* TEXTAUSZUG:
************
Friedenthal

[110] Friedenthal, Rudolf, preuß. Staatsmann, geb. 15. Sept. 1827 in Breslau, gest. 7. März 1890 in Gießmannsdorf bei Neiße, studierte die Rechte und wurde 1854 Assessor bei dem Kammergericht. Um die Verwaltung seines großen Grundbesitzes und seiner industriellen Etablissements zu übernehmen, schied er 1854 aus dem Justizdienst, ward 1856 Kreisdeputierter für Neiße und 1857 Landrat des Kreises Grottkau. 1864 nach dem Tode seines Vaters aus dem Staatsdienst ausgeschieden und seit 1867 Mitglied des Reichstags, hielt er sich anfangs zu den Altliberalen und ward später Begründer und Führer der freikonservativen oder deutschen Reichspartei. Im November 1870 mit Blankenburg und Bennigsen als Vertrauensmann nach Versailles berufen, nahm F. an den Vorverhandlungen über die deutsche Reichsverfassung teil, trat 1870 auch in das preußische Abgeordnetenhaus, wo er, 1873 zum Vizepräsidenten gewählt, sich namentlich um die Kreisordnung (1872) und die übrigen auf die Verwaltungsreform bezüglichen Gesetze verdient machte. Am 19. Sept. 1874 an die Spitze des landwirtschaftlichen Ministeriums berufen, gab er seine industriellen Unternehmungen auf, verwaltete vom Oktober 1877 bis März 1878 während Eulenburgs Beurlaubung auch das Ministerium des Innern, ward aber nicht definitiv mit ihm betraut. Am 14. Juli 1879 nahm er seine Entlassung, weil er die neue Zollpolitik des Reichskanzlers nicht billigte, und ward im Oktober 1879 zum Mitglied des Herrenhauses ernannt. Er schrieb: »Reichstag und Zollparlament, gesetzgeberische Resultate der Sessionen von 1867 und 1868« (Berl. 1869).
************
* BEREITGESTELLTES MATERIAL:

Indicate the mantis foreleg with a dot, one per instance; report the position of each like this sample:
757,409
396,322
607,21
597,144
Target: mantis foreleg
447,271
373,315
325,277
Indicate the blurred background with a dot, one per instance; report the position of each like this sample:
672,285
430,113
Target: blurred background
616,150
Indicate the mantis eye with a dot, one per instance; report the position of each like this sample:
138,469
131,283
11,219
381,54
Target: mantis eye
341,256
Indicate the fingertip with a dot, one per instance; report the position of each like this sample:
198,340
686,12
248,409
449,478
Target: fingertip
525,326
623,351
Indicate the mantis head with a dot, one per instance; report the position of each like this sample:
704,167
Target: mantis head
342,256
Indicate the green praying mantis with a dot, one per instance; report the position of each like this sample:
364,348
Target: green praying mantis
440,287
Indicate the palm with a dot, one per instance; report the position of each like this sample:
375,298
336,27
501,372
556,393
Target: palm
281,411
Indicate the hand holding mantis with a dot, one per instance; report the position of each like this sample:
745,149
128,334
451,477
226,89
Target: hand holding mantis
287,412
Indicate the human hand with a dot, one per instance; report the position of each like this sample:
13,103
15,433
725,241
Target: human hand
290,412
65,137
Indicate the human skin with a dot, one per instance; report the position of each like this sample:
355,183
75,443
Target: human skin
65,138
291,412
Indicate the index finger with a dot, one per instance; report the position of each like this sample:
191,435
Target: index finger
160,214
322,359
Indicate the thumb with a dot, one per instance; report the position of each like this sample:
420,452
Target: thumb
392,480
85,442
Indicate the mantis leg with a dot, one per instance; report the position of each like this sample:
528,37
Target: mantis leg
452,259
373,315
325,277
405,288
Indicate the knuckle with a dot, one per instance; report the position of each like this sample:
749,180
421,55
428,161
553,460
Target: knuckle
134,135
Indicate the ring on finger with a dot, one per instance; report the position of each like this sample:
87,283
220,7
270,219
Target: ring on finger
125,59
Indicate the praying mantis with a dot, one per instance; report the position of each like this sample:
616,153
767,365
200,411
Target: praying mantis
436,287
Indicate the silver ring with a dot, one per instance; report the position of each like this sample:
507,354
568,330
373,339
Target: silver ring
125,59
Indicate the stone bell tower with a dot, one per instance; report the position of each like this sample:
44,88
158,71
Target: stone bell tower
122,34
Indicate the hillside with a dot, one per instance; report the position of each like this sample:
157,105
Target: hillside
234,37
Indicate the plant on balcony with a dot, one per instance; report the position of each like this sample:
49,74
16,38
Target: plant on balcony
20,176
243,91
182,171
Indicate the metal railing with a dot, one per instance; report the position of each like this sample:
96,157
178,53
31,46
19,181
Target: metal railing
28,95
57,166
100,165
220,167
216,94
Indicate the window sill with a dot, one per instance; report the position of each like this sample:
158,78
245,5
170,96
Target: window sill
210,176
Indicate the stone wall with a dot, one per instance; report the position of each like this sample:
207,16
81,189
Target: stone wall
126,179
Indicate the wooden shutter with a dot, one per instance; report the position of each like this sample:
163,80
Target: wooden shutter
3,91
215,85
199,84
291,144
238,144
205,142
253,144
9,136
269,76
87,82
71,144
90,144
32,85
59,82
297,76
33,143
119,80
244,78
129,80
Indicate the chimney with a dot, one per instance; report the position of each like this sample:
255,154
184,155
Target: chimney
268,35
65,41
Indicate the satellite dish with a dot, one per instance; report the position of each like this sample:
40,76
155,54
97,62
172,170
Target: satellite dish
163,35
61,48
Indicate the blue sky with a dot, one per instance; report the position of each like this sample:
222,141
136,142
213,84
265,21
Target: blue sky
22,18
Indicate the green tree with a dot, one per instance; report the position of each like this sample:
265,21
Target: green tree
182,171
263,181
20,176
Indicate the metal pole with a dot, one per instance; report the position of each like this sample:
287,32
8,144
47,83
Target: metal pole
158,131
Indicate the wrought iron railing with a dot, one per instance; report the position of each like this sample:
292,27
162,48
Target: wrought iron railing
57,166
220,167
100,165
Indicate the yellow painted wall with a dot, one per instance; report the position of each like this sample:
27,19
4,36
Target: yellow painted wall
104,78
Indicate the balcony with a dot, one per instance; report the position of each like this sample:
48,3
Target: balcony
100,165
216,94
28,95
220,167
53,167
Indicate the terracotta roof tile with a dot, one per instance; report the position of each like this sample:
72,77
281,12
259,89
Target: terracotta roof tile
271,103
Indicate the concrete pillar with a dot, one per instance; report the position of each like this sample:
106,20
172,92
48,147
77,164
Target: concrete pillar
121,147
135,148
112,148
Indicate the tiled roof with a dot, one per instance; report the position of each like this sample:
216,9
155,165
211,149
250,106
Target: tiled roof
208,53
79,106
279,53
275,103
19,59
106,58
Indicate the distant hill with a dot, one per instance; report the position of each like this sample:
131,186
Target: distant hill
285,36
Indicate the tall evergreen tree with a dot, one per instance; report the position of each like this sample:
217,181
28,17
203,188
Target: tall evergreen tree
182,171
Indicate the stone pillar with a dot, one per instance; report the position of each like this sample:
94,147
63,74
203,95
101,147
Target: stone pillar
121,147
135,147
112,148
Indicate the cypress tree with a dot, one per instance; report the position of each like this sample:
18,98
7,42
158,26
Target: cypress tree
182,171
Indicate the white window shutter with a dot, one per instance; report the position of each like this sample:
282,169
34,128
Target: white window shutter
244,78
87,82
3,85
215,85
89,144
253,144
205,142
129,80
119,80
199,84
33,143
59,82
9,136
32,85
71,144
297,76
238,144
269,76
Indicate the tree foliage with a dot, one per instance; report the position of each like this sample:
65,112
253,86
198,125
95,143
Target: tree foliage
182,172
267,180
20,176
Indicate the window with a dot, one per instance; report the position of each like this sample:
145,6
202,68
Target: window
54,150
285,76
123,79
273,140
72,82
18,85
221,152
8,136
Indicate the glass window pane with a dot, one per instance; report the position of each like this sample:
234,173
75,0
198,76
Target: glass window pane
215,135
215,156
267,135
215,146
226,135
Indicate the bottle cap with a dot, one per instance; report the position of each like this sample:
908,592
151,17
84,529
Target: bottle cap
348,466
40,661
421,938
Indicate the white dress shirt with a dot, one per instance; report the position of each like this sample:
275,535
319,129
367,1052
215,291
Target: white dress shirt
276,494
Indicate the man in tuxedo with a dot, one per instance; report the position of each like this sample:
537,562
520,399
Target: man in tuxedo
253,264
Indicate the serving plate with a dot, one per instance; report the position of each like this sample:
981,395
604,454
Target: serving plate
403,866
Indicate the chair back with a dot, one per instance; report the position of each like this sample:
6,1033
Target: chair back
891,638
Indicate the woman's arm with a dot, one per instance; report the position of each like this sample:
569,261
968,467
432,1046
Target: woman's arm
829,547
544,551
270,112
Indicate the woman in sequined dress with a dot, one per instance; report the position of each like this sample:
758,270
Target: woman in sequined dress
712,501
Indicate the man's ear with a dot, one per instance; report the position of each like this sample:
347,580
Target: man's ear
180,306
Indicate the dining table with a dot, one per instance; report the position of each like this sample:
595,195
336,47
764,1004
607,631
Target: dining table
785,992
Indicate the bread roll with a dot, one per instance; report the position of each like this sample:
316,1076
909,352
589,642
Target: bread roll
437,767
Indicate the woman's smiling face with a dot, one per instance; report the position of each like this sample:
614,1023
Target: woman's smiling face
************
* AUFGABENSTELLUNG:
Beantworten Sie anhand des Textauszugs über Rudolf Friedenthal folgende Fragen:
1. In welcher Stadt wurde Friedenthal geboren?
2. Zu welchem Amt wurde er 1873 im preußischen Abgeordnetenhaus gewählt?
3. Aus welchem Grund nahm er am 14. Juli 1879 seine Entlassung?

* SCHRIFTLICHE LÖSUNG:
1. Friedenthal wurde in Breslau geboren.
2. Er wurde 1873 zum Vizepräsidenten gewählt.
3. Er nahm seine Entlassung, weil er die neue Zollpolitik des Reichskanzlers nicht billigte.